WHAT THE TASK ASKS: Each record below needs to be written out exactly as it appears.

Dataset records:
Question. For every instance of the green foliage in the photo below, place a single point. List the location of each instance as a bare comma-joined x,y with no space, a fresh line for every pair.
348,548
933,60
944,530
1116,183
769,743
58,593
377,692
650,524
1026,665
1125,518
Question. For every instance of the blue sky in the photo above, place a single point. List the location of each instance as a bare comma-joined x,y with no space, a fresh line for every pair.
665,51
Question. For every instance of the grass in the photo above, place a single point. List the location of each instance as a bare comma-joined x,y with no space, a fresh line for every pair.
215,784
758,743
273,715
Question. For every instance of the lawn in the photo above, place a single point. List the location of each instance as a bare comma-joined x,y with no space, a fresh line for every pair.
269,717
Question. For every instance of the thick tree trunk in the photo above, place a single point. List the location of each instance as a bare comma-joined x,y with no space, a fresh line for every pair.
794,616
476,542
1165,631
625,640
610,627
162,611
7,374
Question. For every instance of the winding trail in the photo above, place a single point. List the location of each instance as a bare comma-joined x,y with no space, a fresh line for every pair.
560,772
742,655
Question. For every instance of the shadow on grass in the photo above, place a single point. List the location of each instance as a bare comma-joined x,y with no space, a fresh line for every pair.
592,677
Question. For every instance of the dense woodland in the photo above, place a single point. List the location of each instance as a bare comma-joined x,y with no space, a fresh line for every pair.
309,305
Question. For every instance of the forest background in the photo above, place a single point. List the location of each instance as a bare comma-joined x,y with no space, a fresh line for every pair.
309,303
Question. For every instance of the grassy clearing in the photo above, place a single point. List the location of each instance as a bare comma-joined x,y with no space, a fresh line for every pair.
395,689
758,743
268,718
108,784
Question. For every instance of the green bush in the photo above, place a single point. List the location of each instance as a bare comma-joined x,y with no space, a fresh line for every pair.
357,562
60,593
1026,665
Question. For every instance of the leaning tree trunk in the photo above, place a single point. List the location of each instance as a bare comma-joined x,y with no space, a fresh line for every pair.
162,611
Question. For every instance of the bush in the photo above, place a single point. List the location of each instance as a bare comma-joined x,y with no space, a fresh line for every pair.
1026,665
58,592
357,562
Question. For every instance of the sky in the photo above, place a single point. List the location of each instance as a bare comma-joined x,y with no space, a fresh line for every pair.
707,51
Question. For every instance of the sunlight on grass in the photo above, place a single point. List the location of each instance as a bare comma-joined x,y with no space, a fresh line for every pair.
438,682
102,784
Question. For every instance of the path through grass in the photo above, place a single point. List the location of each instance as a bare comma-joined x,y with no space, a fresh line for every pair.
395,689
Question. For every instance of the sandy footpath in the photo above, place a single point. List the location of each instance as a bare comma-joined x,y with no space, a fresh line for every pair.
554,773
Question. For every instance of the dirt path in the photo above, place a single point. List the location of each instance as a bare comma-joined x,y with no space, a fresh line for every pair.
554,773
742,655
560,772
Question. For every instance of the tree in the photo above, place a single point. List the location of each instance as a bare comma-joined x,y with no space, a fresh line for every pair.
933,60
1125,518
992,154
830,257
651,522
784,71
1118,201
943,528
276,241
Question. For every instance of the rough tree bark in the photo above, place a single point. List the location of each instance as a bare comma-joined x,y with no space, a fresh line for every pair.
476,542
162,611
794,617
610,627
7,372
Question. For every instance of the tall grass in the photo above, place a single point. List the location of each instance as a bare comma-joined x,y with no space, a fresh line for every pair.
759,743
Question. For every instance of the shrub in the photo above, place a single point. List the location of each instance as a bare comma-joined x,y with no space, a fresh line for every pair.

ANSWER FOR THE TASK:
Question. For every instance of the green foliage in the photo below, place a single point. List the location of each instance as a bare comma-joined x,y with no space, a fresh line for every pair.
348,548
933,60
944,530
1116,183
769,743
58,593
377,692
650,524
1026,665
1125,518
Question. For every instance of the blue sky in the photo above, place a single point. List the location of each instance as a bare comma-joined x,y with no space, a fresh line for every pair.
665,51
Question. For every instance of the grass in the photo above, place a single point. List the location of each instance as a bare comma-joined x,y with no space, a fresh line for every pair.
215,784
758,743
273,715
Question. For every instance of the lawn in the photo above, place a single point. List the location of each instance as a bare comma-joined x,y with no space, a fresh line for every pair.
269,717
Question. For every instance of the thick tree trunk in the photo above, place a single point. List the location of each instance as a bare comma-joined x,y with no space, a fresh line for every pair.
794,616
476,542
1165,631
625,640
610,627
162,611
7,374
Question. For every instance of the winding trail in the photo above, place a single point. List the location of each instance as a bare comma-joined x,y with no space, a fresh line for every pair.
560,772
742,655
Question. For every instance of the shadow on grass in the photo above, place a single point. List the location of each instance as a bare comma-joined x,y with no space, a fresh line for every pair.
592,677
Question. For every instance of the dense woodland in the photo above, place a single point. List the location of each instance as a bare comma-joined x,y with no space, a fresh line for every pair.
309,305
Question. For every instance of the forest background in the photo above, place a single point. List the location of each instance as a bare comma-joined x,y with no space, a fresh line for every pair.
309,303
Question. For every instance of the grassy clearing in the photo above, place a single point. List the location of each instance as a bare comma-joined x,y with no space, a fresh line for every pair.
395,689
758,743
268,718
108,784
Question. For every instance of the green bush in the photo above, place a single point. List the location of each instance as a bare comma-joined x,y with no space, a fresh line for every pair.
357,562
60,593
1026,665
Question. For every instance of the leaning tree trunk in the photo above, place a single point. List the location of each instance as a bare comma-joined x,y with no space, a fresh line for every pair.
162,611
Question. For every instance of the bush in the photo above, place a single point. List the location of each instance as a bare comma-joined x,y with no space, a fresh line for every pair.
1026,665
58,592
357,562
Question. For every instance of the sky in the photo above, place a single point. List the location of each instance as a bare comma-joined x,y with no space, a fresh line for every pair.
707,51
Question. For every instance of the sunlight on grass in the photo above, place a single point. List the location of each instance as a bare comma-joined x,y with no space, a fresh line for every pair.
438,682
102,784
Question. For every instance of the path through grass in the photo above, place a single point. List the location of each instance as a bare comma-joined x,y with no space, a fresh line for every pair.
395,689
Question. For every instance of the sandy footpath in the photo above, place a single point. List the location of each instance as a bare comma-joined x,y with no space, a fresh line for every pair.
554,773
Question. For every instance of the dirt path in the photo above, place a single point. List the location of each instance as a bare comma-joined x,y with no space, a fresh line for every pair.
554,773
742,655
560,772
Question. For every instance of the tree in the photo above, place a single point. List the location of each instance as a bare comma-joined x,y with no space, a fresh line for every pair.
933,60
1125,518
992,154
830,257
651,522
784,71
1118,201
943,528
276,241
Question. For every instance of the rough tree bark in the photo above, place a single point. List the location of each instance as a bare comma-joined x,y with no space, a fresh line for every pair.
476,542
162,611
794,617
610,627
7,372
Question. For every instance of the tall grass in the photo above, place a single point. List the location of each instance as a bare comma-joined x,y with no space, a fresh line for every pair.
759,743
Question. For every instance of the shrub in the photo above, place a single point. List the location of each instance as a bare comma-joined x,y with no space, a fresh line for every pair.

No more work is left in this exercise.